(Dataset excerpt)
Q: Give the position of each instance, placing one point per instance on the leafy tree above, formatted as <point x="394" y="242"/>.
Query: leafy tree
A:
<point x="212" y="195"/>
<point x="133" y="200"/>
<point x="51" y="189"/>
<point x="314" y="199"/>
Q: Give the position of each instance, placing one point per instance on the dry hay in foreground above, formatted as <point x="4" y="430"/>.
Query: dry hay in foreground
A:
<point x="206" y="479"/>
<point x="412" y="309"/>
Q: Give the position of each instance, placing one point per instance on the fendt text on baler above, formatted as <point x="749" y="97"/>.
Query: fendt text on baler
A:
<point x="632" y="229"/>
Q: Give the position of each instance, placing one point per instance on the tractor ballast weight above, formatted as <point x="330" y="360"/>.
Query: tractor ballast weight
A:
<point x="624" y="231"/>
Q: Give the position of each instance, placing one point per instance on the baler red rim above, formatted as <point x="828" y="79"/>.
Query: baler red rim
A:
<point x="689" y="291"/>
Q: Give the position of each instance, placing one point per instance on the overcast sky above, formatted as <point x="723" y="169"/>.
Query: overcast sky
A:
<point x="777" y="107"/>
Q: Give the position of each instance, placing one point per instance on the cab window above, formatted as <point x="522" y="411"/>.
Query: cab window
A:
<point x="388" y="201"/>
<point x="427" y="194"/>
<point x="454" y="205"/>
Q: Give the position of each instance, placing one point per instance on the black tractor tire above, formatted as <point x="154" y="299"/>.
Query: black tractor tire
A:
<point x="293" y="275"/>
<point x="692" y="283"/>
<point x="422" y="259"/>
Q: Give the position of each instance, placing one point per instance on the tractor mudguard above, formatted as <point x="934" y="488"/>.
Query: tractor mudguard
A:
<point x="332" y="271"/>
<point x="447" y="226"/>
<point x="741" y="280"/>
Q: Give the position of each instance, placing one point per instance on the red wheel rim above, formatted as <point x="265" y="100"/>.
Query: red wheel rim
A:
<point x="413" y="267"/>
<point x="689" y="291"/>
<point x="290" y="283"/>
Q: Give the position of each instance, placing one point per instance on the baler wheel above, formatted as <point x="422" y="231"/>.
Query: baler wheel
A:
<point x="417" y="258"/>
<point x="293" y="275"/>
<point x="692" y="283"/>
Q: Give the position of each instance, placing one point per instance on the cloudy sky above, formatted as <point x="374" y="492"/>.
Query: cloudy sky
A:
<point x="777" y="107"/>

### What to produce
Extract every line of the listing above and reproduce each one verbatim, from the first to the last.

### Response to the task
Q: Give the position of each instance, placing one point per instance on the leafy tree above, formatted as <point x="394" y="242"/>.
Query: leafy tree
A:
<point x="212" y="195"/>
<point x="133" y="200"/>
<point x="51" y="189"/>
<point x="314" y="199"/>
Q: Give the position of each instance, placing one point per instance on the dry hay in foreground above, formatted as <point x="4" y="430"/>.
Query: dry hay in foreground
A:
<point x="206" y="479"/>
<point x="412" y="309"/>
Q: Give the position of each instance, placing one point per instance on the fendt text on baler above, formatted as <point x="749" y="97"/>.
Query: fendt text on baler
A:
<point x="632" y="229"/>
Q: Give the position of each instance, placing one point per instance on the tractor ballast weight above, formatted as <point x="330" y="360"/>.
Query: tractor ballast weight
A:
<point x="624" y="231"/>
Q: Give the position of each instance, placing one point per instance on the baler red rim above, formatted as <point x="828" y="79"/>.
Query: baler red rim
A:
<point x="689" y="291"/>
Q: Give the position of each instance, placing one point per instance on the overcast sky above, formatted as <point x="723" y="169"/>.
Query: overcast sky
A:
<point x="777" y="107"/>
Q: Give the position of each instance, placing one point per instance on the cab window above, formatted as <point x="522" y="411"/>.
Query: cab window
A:
<point x="388" y="201"/>
<point x="427" y="194"/>
<point x="454" y="205"/>
Q: Give the position of each instance, placing one point per instance on the black tractor tire above, formatted as <point x="154" y="299"/>.
Query: black tractor tire
A:
<point x="293" y="275"/>
<point x="692" y="283"/>
<point x="422" y="259"/>
Q: Give the position of each instance, placing one point per instance on the tractor mudguard above, formatted as <point x="934" y="488"/>.
Query: tractor mudguard
A:
<point x="332" y="271"/>
<point x="447" y="226"/>
<point x="741" y="280"/>
Q: Give the position of each instance, placing one point per instance on the red wheel rim above, formatted as <point x="265" y="100"/>.
Query: red wheel rim
A:
<point x="413" y="267"/>
<point x="689" y="291"/>
<point x="290" y="283"/>
Q: Give the position of each instance, placing one point per instance on the baler wheel above, formatted as <point x="422" y="231"/>.
Query: baler wheel
A:
<point x="417" y="258"/>
<point x="293" y="275"/>
<point x="692" y="283"/>
Q: Give the position of each instance, placing one point per instance on the cloudy sky above, formatted as <point x="374" y="492"/>.
Query: cloudy sky
A:
<point x="777" y="107"/>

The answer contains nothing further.